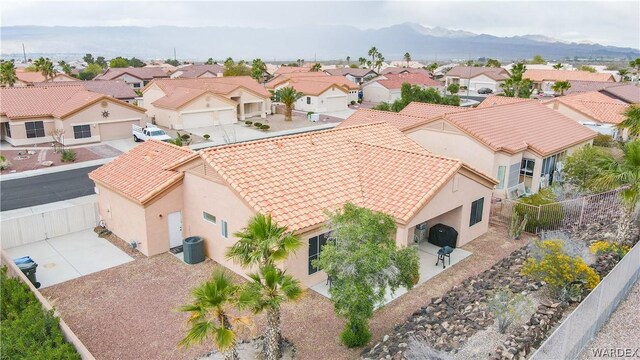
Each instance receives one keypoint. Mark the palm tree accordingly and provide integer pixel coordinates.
(632, 120)
(269, 289)
(561, 86)
(211, 315)
(288, 96)
(623, 172)
(8, 73)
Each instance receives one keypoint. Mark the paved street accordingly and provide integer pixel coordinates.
(43, 189)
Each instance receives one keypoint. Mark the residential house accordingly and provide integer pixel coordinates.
(30, 114)
(520, 144)
(594, 110)
(200, 102)
(137, 78)
(198, 71)
(322, 92)
(117, 89)
(296, 179)
(544, 79)
(355, 75)
(386, 88)
(476, 77)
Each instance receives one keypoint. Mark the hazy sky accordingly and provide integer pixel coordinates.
(606, 22)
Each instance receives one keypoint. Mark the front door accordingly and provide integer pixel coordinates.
(175, 229)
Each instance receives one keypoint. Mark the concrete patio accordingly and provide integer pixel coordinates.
(428, 254)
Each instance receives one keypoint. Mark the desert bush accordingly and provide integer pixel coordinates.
(567, 276)
(68, 156)
(508, 307)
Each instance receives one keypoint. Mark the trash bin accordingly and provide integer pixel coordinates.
(193, 249)
(28, 268)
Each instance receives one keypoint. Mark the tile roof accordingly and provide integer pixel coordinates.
(519, 126)
(114, 88)
(140, 173)
(566, 75)
(395, 81)
(469, 72)
(144, 73)
(297, 178)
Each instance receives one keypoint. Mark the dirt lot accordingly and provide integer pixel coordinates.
(128, 312)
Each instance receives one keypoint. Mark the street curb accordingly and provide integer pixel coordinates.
(51, 170)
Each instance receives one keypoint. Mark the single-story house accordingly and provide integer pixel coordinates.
(200, 102)
(520, 144)
(197, 71)
(296, 179)
(386, 88)
(117, 89)
(544, 79)
(137, 78)
(476, 77)
(593, 110)
(322, 92)
(30, 114)
(355, 75)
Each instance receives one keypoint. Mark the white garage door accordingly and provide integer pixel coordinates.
(336, 103)
(195, 120)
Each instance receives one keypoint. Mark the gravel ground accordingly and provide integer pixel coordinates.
(622, 330)
(128, 312)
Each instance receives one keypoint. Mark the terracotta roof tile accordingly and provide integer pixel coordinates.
(140, 173)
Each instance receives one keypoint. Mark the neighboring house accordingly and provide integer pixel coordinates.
(476, 77)
(520, 144)
(544, 79)
(198, 71)
(29, 115)
(354, 75)
(200, 102)
(137, 78)
(322, 92)
(386, 88)
(214, 193)
(594, 110)
(28, 78)
(115, 88)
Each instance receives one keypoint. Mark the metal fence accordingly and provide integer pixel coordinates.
(574, 333)
(559, 215)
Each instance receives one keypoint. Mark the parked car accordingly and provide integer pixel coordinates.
(149, 132)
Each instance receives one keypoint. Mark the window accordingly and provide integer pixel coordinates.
(526, 167)
(210, 218)
(501, 172)
(82, 131)
(34, 129)
(476, 211)
(315, 247)
(223, 229)
(7, 129)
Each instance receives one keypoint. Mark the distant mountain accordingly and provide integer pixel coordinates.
(321, 42)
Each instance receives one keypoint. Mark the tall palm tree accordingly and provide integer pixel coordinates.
(211, 315)
(561, 86)
(625, 172)
(288, 96)
(269, 289)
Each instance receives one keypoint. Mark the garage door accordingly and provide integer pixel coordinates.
(116, 131)
(195, 120)
(337, 103)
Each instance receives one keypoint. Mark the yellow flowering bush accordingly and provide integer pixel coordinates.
(558, 269)
(605, 247)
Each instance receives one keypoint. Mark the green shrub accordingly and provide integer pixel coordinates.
(26, 330)
(68, 156)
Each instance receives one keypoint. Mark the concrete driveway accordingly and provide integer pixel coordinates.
(70, 256)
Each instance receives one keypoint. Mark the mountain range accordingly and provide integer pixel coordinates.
(314, 42)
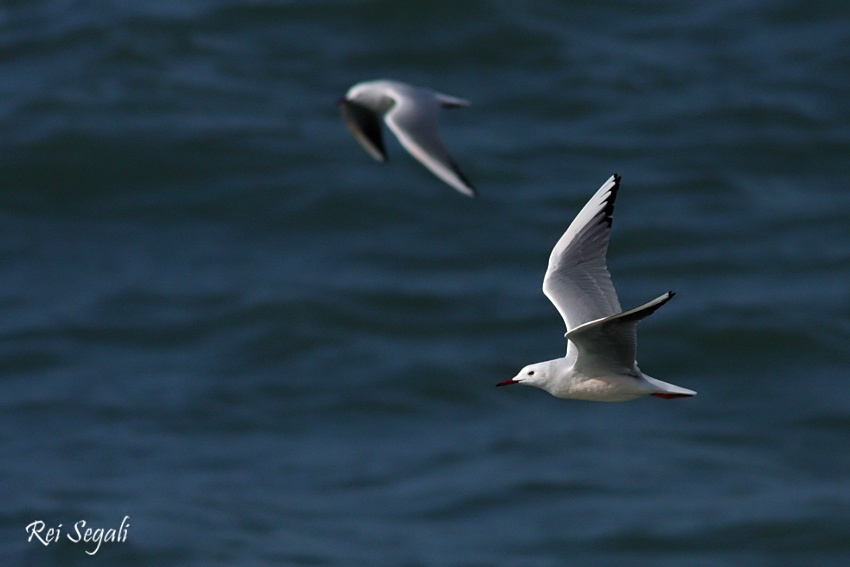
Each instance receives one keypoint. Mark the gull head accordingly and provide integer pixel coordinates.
(532, 375)
(372, 96)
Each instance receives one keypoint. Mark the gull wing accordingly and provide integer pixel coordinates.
(609, 344)
(414, 122)
(366, 127)
(577, 280)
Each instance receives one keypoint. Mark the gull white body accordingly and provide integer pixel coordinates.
(602, 340)
(411, 113)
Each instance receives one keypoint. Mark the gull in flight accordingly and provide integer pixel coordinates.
(411, 113)
(601, 339)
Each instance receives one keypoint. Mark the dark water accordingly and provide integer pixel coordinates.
(220, 318)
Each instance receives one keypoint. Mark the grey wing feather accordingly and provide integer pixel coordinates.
(577, 280)
(611, 342)
(366, 127)
(415, 126)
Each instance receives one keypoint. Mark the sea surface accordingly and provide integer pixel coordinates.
(224, 324)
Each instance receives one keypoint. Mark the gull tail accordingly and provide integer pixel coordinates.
(667, 390)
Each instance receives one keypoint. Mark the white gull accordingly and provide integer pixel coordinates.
(601, 339)
(411, 113)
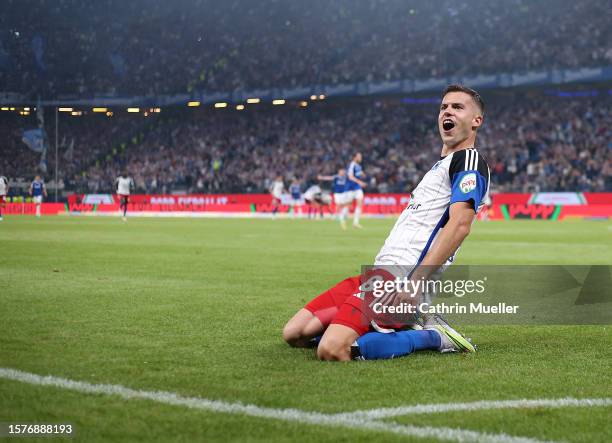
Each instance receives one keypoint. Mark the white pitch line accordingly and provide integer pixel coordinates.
(292, 415)
(376, 414)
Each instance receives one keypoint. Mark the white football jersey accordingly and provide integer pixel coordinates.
(124, 185)
(3, 185)
(460, 176)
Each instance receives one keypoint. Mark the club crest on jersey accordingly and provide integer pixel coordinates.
(468, 183)
(434, 167)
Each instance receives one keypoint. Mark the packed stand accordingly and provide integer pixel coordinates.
(537, 144)
(66, 48)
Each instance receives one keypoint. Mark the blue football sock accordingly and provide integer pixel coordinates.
(377, 345)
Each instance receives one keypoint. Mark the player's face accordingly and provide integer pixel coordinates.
(459, 118)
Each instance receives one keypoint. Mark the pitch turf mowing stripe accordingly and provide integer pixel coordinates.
(375, 414)
(294, 415)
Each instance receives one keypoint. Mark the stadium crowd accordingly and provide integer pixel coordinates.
(63, 48)
(534, 143)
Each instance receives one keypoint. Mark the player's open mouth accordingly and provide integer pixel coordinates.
(448, 124)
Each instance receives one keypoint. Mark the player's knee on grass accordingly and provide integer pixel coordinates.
(336, 343)
(333, 351)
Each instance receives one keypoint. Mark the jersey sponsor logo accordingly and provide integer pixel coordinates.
(468, 183)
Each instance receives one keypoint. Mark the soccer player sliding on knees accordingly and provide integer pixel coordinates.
(425, 238)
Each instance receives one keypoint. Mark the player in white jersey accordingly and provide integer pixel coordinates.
(3, 193)
(124, 185)
(425, 238)
(277, 189)
(354, 187)
(316, 200)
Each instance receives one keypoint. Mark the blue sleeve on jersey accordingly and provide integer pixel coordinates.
(468, 186)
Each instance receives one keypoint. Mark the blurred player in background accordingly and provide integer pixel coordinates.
(3, 193)
(425, 237)
(316, 200)
(354, 187)
(38, 190)
(296, 195)
(124, 185)
(339, 191)
(277, 189)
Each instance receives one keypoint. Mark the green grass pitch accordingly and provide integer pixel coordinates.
(196, 307)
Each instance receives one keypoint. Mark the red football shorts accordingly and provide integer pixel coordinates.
(345, 304)
(337, 305)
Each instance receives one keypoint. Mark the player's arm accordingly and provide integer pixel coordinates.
(469, 176)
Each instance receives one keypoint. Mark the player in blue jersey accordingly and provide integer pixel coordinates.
(38, 190)
(354, 187)
(343, 321)
(295, 190)
(339, 190)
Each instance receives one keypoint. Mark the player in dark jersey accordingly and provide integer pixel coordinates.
(3, 192)
(425, 238)
(38, 190)
(339, 190)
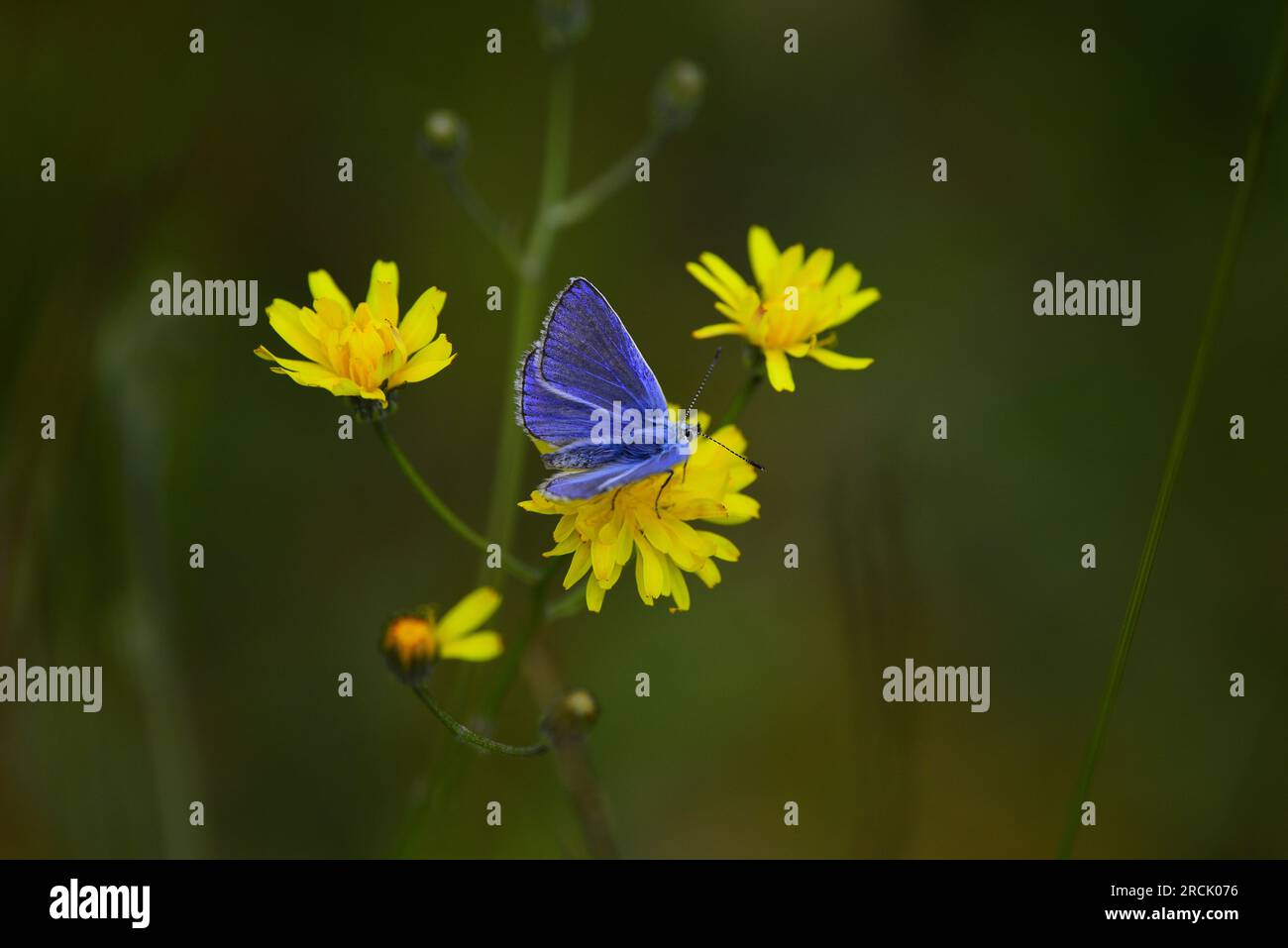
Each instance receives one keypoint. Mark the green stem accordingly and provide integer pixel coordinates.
(1180, 436)
(511, 565)
(755, 376)
(572, 603)
(585, 201)
(471, 737)
(510, 443)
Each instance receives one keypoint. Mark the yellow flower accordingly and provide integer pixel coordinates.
(413, 642)
(795, 304)
(605, 531)
(361, 352)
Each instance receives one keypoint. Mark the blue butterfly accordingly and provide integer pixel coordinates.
(585, 369)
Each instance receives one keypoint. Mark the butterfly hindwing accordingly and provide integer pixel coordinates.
(587, 483)
(584, 364)
(584, 360)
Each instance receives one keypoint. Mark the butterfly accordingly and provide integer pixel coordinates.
(583, 372)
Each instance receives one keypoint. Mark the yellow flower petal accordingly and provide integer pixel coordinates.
(420, 324)
(473, 648)
(708, 281)
(835, 360)
(381, 272)
(763, 253)
(579, 567)
(593, 596)
(325, 288)
(286, 321)
(844, 281)
(313, 375)
(469, 613)
(428, 363)
(382, 292)
(726, 274)
(651, 563)
(720, 329)
(780, 372)
(679, 588)
(851, 305)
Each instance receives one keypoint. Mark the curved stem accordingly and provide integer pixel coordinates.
(1180, 436)
(482, 215)
(511, 565)
(471, 737)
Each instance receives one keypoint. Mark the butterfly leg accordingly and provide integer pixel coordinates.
(656, 500)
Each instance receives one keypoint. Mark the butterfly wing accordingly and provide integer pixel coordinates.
(579, 484)
(584, 361)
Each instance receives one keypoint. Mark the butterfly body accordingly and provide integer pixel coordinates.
(585, 389)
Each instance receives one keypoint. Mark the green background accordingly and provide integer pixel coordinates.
(220, 685)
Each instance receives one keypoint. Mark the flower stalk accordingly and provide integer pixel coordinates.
(473, 737)
(511, 565)
(1271, 88)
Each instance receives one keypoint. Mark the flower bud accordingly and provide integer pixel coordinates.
(571, 716)
(563, 22)
(445, 137)
(410, 647)
(678, 95)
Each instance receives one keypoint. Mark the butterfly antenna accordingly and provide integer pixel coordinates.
(758, 467)
(694, 403)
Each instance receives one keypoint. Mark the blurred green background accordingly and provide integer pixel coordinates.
(220, 685)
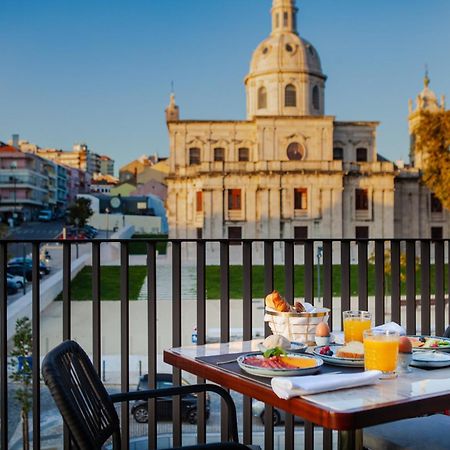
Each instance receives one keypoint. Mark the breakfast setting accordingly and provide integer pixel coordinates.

◆ Given request:
Reproduce the stretch from the line containing "Each instance receives one keypoint. Mark the blurred green" through the end of the records, including the requests, and multiply every pixel coordinate in the answers by 1.45, rounding to whole numbers with halves rounded up. Leave the pictures out of your answer.

◆ Solution to this task:
Each instance receives one keypoint. Mark the blurred green background accordingly and provide integer pixel coordinates.
(319, 993)
Each instance receives one keypoint. Mark the breakfast setting accordingly and provide integer pixel coordinates.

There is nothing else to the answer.